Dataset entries
┄┄┄┄┄┄┄┄┄┄┄┄┄┄┄┄┄┄┄┄

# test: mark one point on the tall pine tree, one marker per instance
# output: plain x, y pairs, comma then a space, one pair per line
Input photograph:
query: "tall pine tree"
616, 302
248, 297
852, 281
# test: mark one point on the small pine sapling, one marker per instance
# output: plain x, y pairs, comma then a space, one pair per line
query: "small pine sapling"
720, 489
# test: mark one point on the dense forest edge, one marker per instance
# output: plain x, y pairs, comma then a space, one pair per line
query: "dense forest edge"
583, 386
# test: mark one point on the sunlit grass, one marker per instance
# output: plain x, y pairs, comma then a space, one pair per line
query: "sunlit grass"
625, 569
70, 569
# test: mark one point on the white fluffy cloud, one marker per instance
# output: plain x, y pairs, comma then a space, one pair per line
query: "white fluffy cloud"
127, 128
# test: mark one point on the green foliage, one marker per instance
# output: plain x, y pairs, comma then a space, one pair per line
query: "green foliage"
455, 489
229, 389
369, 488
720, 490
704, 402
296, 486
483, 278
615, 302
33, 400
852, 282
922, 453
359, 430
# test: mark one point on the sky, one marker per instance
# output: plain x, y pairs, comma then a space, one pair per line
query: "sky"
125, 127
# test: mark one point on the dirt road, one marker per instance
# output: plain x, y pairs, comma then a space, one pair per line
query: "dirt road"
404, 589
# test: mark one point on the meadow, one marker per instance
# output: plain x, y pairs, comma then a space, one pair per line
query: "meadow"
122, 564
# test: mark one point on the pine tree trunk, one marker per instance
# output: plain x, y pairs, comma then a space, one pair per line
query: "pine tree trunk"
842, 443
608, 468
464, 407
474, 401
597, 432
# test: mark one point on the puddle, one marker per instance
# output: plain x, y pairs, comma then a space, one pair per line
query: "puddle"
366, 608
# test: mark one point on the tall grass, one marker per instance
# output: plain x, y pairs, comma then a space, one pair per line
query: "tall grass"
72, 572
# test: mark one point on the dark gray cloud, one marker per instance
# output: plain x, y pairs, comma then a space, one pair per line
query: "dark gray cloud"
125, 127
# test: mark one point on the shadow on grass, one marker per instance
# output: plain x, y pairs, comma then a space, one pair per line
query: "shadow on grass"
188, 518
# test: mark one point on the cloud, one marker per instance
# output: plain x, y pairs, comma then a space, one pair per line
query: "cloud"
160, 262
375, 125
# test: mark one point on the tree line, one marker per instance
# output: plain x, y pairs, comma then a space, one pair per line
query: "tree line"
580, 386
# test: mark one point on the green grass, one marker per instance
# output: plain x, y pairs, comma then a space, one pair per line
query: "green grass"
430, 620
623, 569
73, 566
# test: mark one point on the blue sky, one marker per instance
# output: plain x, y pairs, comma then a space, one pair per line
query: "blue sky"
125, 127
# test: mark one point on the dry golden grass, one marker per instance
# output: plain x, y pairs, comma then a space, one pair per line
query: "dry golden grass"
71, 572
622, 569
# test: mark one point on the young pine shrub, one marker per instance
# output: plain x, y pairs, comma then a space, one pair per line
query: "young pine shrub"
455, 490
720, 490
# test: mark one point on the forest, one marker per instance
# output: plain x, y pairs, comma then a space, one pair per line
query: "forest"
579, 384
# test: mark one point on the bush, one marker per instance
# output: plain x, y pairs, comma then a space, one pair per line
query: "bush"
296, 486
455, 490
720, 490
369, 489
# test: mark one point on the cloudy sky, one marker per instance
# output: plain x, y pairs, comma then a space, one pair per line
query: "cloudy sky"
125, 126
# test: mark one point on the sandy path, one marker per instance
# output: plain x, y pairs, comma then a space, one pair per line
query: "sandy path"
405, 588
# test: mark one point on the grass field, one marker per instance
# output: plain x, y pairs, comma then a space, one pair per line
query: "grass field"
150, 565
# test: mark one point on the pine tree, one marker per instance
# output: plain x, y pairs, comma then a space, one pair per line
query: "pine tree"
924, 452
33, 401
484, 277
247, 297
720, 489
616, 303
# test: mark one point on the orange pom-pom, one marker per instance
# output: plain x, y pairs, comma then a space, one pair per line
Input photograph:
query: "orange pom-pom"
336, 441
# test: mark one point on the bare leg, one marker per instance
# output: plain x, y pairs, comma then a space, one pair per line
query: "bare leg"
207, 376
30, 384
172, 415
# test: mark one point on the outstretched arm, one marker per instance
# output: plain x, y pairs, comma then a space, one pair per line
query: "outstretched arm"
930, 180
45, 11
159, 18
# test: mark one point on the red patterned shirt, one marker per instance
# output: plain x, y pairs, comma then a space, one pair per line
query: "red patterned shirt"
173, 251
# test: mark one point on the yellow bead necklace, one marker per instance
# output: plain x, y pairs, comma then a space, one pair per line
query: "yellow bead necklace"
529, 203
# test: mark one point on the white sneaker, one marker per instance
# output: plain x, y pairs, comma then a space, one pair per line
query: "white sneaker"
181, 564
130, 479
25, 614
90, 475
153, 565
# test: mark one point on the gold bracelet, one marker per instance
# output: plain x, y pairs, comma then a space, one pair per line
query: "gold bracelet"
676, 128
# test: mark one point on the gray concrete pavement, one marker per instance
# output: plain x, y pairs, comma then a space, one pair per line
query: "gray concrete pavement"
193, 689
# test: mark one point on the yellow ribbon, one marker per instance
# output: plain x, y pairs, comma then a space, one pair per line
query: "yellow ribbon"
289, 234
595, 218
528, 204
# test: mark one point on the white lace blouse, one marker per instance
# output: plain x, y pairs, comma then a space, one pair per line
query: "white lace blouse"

┄┄┄┄┄┄┄┄┄┄┄┄┄┄┄┄┄┄┄┄

** EXERCISE OBJECTIVE **
Can you give the data above as a numbered list, from the line containing "# test: mark one point on the bare" through the end of the data, with both of those lines included and blank lines omitted?

** OUTPUT OF THE TASK **
1. # test: mark one point on the bare leg, one marker per instance
2. # output: plain x, y pairs, comma then a space, one pair per line
3. query: "bare leg"
4. 207, 376
5. 30, 384
6. 172, 415
7. # test: mark one point on the outstretched arm, one marker per instance
8. # output: plain x, y pairs, comma then a space, one pair per line
9. query: "outstretched arm"
10. 930, 180
11. 45, 11
12. 159, 18
13. # test: mark one point on the red patterned shirt, one marker per instance
14. # output: plain x, y pairs, comma then a space, one pair per line
15. query: "red patterned shirt"
16. 173, 251
17. # test: mark one point on the yellow bead necklace, one marker per instance
18. # output: plain x, y pairs, comma then a space, one pair per line
19. query: "yellow bead necklace"
20. 529, 203
21. # test: mark one point on the white sneaker, one marker per instance
22. # output: plain x, y pairs, comma then a space, one pair per line
23. query: "white sneaker"
24. 181, 564
25. 130, 479
26. 25, 614
27. 90, 475
28. 153, 565
29. # test: mark one point on the gold bracelet, one marker per instance
30. # output: plain x, y pairs, comma then a space, one pair per line
31. query: "gold bracelet"
32. 676, 128
33. # test: mark one point on the gray concrete pavement, one marker per instance
34. # output: plain x, y pairs, comma then a space, one pair per line
35. query: "gray concrete pavement"
36. 193, 689
37. # test: mark one point on the yellow ribbon, one marker per instance
38. # output: plain x, y pairs, comma then a space, one pair per line
39. query: "yellow ribbon"
40. 289, 234
41. 595, 218
42. 528, 204
43. # test: mark one point on the white lace blouse, one marker per instance
44. # output: plain x, y pairs, comma then a space, one pair per line
45. query: "white lace blouse"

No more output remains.